Pointing dataset records
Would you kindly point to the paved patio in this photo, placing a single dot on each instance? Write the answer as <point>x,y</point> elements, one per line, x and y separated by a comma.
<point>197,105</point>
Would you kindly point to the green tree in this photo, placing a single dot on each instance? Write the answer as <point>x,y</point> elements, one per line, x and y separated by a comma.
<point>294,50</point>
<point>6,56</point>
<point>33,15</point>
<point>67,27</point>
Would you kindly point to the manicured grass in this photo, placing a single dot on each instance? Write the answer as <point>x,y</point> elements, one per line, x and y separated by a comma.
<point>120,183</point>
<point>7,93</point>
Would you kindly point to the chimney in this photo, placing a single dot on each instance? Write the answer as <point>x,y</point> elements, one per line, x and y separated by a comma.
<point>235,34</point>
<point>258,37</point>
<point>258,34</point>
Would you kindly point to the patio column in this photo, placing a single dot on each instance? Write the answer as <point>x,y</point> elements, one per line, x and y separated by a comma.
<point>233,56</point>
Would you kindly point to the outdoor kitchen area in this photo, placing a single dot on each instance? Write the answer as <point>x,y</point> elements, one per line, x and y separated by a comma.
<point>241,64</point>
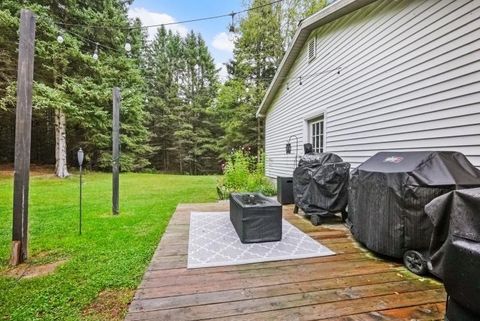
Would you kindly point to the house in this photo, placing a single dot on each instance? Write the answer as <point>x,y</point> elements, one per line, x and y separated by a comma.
<point>363,76</point>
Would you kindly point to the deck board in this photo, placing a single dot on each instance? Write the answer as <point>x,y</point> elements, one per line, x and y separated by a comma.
<point>352,285</point>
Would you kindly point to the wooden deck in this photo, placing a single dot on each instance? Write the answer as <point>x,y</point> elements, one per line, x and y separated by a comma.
<point>352,285</point>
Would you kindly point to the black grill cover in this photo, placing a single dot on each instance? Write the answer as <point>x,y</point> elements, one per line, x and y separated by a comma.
<point>320,183</point>
<point>388,193</point>
<point>455,248</point>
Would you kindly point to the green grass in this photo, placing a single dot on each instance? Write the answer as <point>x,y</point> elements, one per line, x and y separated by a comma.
<point>113,251</point>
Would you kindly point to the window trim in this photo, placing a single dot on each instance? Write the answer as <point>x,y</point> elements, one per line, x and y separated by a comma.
<point>316,134</point>
<point>309,118</point>
<point>310,42</point>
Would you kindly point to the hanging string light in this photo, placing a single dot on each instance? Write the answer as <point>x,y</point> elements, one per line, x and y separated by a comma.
<point>95,53</point>
<point>231,28</point>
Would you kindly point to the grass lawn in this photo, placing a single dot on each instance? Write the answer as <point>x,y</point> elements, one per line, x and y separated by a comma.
<point>104,265</point>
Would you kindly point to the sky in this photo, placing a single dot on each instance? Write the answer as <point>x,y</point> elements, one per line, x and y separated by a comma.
<point>215,32</point>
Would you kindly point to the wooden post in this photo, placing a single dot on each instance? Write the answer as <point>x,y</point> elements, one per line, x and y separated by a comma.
<point>23,126</point>
<point>116,149</point>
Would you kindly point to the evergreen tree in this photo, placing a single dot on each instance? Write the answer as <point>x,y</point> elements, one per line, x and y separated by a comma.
<point>72,91</point>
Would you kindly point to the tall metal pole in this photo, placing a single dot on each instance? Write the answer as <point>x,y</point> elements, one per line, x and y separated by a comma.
<point>80,157</point>
<point>116,150</point>
<point>26,50</point>
<point>80,218</point>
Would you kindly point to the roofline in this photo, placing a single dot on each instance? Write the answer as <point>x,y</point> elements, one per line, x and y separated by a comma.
<point>324,16</point>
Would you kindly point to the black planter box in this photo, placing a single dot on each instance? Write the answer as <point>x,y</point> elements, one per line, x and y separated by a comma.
<point>285,190</point>
<point>255,217</point>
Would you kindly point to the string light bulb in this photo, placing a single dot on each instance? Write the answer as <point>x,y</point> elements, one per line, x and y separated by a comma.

DIRECTIONS FOR THIS TASK: Copy all of the records above word for word, omitting the pictures.

RESPONSE TO THIS TASK:
Would you kindly point to the paved patio in this photo, placing a single dot on each instance? Write the answer as <point>x,y</point> elements, one per line, x and y separated by a comma.
<point>197,105</point>
Would you kindly point to the green tree in this photo, placing a single dot on each instance? Write the answer as <point>x,y</point> elements, one per line, x and y separated by a comma.
<point>294,50</point>
<point>6,56</point>
<point>33,15</point>
<point>67,27</point>
Would you kindly point to the manicured grass in this photo, placing a single dot on each instance? Write the answer as <point>x,y</point> elements, one per line, x and y separated by a comma.
<point>120,183</point>
<point>7,93</point>
Would you kindly point to the chimney in this photo, placing a single dot on each instance? Write the answer as <point>x,y</point> elements, one per line, x and y separated by a comma.
<point>235,34</point>
<point>258,37</point>
<point>258,34</point>
Would you kindly point to the patio column in this photo, placing a single dot on each instance? Write the answer as <point>x,y</point> elements, one per line, x and y separated by a comma.
<point>233,56</point>
Would you kindly point to the outdoor kitchen area in this photo, placing a single dot on each instance? Write the answer as <point>x,y</point> elements, one per line, x and y separated by a comma.
<point>241,64</point>
Would you kindly point to the house in this photo, placing a single dot on each instance? Write the answer as <point>x,y</point> elements, one per line, x and y separated by a comma.
<point>363,76</point>
Would you kindly point to the deck board in this photo, placing a single dot on each instance? Write the answer as <point>x,y</point> elements, one per line, x and y separated by a comma.
<point>352,285</point>
Would you kindly point to the wooden deck in this photo, placing a single dot on each instance? Write the answer as <point>x,y</point> elements, one per line, x and y separated by a comma.
<point>352,285</point>
Would you kindly point to the black grill cover in this photo, placing a single dot on each instance? Write the answer as <point>x,y</point> elements, one per line, x and y separated by a comma.
<point>320,183</point>
<point>388,193</point>
<point>455,248</point>
Would you kindly point to the green grass in this photo, placing a single dot on each instance? Write the answer as <point>x,y</point> elements, one per line, x and y separated by a comma.
<point>113,251</point>
Would you kindly point to the window trim in this photo, placing a single dot on each instance? Write the answer as <point>x,y</point> elements, one per line, x and y separated by a comma.
<point>316,134</point>
<point>309,118</point>
<point>310,42</point>
Would you kindly point to the hanging string light in this photo, placing a single dot on each instance? Write the answer as <point>x,y</point> elements, one per line, x and y separated by a comma.
<point>95,53</point>
<point>231,28</point>
Would you kindly point to the grass lawn in this photo, placing a single dot on each instance? Write the answer as <point>x,y</point> elements, one per line, x and y separated by a comma.
<point>104,265</point>
Would you kindly point to the sky in this photo, placing a single dot on each instance? Write the answer as <point>x,y</point> elements, one per line, x and y separated by a comma.
<point>215,32</point>
Would you kindly point to the wooden post in this photo, placing a single dot on each instance? Write the answer as <point>x,y</point> elements, one per line, x and y separated by a comma.
<point>23,126</point>
<point>116,149</point>
Would you kindly point to the evergreen tree in this photo, placing a single dot on each instance? Write the answer as <point>x,y</point> elements, one per line, x and y separated by a comma.
<point>72,91</point>
Would you kindly point to the tall metal pole in this photo, placing a single dot on each instance? Write the answer as <point>x,y</point> elements, one per line, x and y separated by a comma.
<point>80,157</point>
<point>116,150</point>
<point>26,50</point>
<point>80,218</point>
Would you kindly point to the roofline in this photo, placing a single dot on each instance? Write the answer as <point>x,y</point> elements, one per line, x and y separated by a comma.
<point>324,16</point>
Would you kindly point to the black planter box in this photo, placing a single dot on each instance? Write the answer as <point>x,y</point> elements, one per line, x and y separated by a comma.
<point>285,190</point>
<point>255,217</point>
Would you kindly point to the string light bulb in this photo, placing a single dot on each instance? Write the answer as <point>x,y</point> elements, one per line, x and y separated by a comma.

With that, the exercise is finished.